----- Passage to read

Low turnout marks first round of Shoura elections

DNE
DNE
8 Min Read

CAIRO: Only days following the first anniversary of the January 25 uprising, Shoura Council elections kicked off Sunday, but few voters turned up.

The long queues of voters eager to cast their ballots during the lower house (People’s Assembly) elections held over three rounds starting Nov. 28, were absent from sight during the Upper House elections.

The first round of elections covers 13 provinces: Cairo, Alexandria, Assiut, Red Sea, Daqahliya, Gharbeya, Fayoum, Menufiya, El-Wadi El-Gedid, Damietta, Qena and North and South Sinai. The run-offs will take place on Feb. 7.

Two-thirds of the council’s 270 members are elected: half are professionals and the rest are workers and farmers. Of these, 120 are elected through party lists while 60 are reserved for individual candidates.

A third of the seats will be appointed by the president who will be elected before the end of June.

In the first of two rounds, a total of 1,461 candidates are competing over 90 seats.

Judge Khaled Abou Bakr, supervising the elections in El-Qarbeyya school near Tahrir Square at around 2 pm, said that only 19 voters showed up. He added that he only saw one representative of the Muslim Brotherhood’s political arm, the Freedom and Justice Party (FJP).

"There’s still a LE 500 fine for not voting, the same as the fine imposed during the (PA) elections," Abou Bakr told Daily News Egypt.

"Whether the law will be implemented or not is up to the Supreme Electoral Commission [SEC]," he said.

In Nasr City, a district in Cairo’s first constituency, Judge Nasr Abdel Azim said, “Ballot papers, boxes, judges and monitors were all present on time, as they were anticipating huge crowds, but the turn out has been extremely low.”

“However, you have to bear in mind that today is a work day so people are expected to come after working hours. During the PA elections most people had the day off,” he said.

Hadia Nabih, 60, stood outside a Zamalek school off July 26 Street. She was boycotting the Shoura elections.

"The Shoura elections are only a front to support the Supreme Council of the Armed Forces [SCAF]," she said.

The capital city, Cairo, is divided into two constituencies, where 12 seats are up for grabs, including four single-winner seats.

----------
----- Data shown

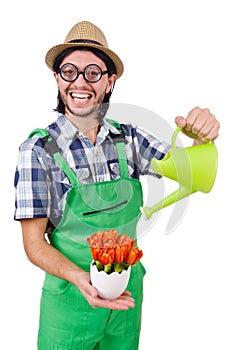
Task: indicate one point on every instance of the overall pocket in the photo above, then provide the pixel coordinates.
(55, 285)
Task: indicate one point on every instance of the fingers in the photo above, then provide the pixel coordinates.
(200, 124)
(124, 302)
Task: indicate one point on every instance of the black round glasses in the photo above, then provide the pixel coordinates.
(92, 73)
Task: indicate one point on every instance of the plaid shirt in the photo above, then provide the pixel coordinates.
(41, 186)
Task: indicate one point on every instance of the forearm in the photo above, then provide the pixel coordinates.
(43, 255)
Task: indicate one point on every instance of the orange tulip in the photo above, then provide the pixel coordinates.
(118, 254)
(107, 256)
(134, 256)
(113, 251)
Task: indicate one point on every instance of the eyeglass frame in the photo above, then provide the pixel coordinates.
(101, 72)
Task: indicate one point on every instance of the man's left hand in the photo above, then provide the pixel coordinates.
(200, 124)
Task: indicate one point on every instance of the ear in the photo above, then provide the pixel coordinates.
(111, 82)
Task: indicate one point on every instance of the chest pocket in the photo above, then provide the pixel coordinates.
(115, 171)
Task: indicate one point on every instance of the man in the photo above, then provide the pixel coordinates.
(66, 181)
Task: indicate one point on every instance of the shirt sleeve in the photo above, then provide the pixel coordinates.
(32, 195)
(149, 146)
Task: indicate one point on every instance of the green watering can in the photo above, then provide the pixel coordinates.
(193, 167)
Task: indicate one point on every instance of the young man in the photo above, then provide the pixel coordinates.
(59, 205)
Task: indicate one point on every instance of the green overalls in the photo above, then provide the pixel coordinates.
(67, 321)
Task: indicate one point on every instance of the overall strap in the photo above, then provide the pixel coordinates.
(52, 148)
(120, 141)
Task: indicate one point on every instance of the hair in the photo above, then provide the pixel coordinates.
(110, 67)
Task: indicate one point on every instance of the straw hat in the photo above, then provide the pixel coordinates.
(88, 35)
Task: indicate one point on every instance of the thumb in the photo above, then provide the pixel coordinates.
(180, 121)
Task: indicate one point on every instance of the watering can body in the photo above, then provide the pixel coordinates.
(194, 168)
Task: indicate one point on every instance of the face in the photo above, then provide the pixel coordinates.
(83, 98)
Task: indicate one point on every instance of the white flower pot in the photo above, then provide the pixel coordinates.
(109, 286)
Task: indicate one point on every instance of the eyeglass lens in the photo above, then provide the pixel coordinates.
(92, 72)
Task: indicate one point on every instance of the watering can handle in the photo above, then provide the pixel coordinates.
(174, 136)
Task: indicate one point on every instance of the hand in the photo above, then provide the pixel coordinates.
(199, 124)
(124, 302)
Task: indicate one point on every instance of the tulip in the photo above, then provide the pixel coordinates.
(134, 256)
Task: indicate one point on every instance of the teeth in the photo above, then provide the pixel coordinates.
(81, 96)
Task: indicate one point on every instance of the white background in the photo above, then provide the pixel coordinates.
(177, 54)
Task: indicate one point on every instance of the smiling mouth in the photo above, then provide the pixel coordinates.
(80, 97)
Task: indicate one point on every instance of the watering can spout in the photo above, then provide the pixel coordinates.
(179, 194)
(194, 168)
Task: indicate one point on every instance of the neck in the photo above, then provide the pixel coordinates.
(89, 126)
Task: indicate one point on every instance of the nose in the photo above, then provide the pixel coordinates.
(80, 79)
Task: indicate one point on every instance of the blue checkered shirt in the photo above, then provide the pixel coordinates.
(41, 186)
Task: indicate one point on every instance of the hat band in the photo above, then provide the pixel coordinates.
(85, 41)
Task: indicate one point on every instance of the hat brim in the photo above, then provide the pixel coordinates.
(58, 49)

----------

**Requests**
[a] Echo the part of the Shoura elections article from "CAIRO: Only days" to "for individual candidates." word for word.
[b] Answer these questions from the Shoura elections article:
(i) On what date will the run-offs take place?
(ii) How many candidates are competing in the first round?
(iii) How many voters did Judge Khaled Abou Bakr say had shown up at El-Qarbeyya school?

**Task responses**
[a]
CAIRO: Only days following the first anniversary of the January 25 uprising, Shoura Council elections kicked off Sunday, but few voters turned up.

The long queues of voters eager to cast their ballots during the lower house (People’s Assembly) elections held over three rounds starting Nov. 28, were absent from sight during the Upper House elections.

The first round of elections covers 13 provinces: Cairo, Alexandria, Assiut, Red Sea, Daqahliya, Gharbeya, Fayoum, Menufiya, El-Wadi El-Gedid, Damietta, Qena and North and South Sinai. The run-offs will take place on Feb. 7.

Two-thirds of the council’s 270 members are elected: half are professionals and the rest are workers and farmers. Of these, 120 are elected through party lists while 60 are reserved for individual candidates.

[b]
(i) Feb. 7
(ii) 1,461
(iii) 19